YOUR GOAL
Which rows below contain the word "garage"? Find each one and copy it out.

Point annotation records:
+ + +

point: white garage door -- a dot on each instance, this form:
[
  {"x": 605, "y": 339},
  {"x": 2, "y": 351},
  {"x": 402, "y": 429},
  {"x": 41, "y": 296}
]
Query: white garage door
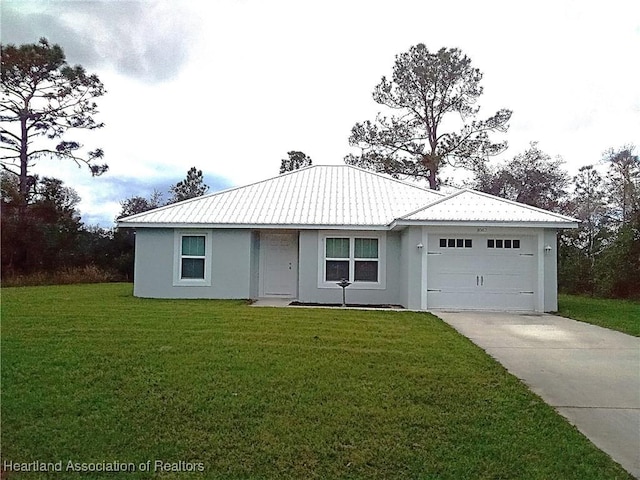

+ + +

FULL ANSWER
point: white garage door -- a dot on each instance, this form:
Query: white garage door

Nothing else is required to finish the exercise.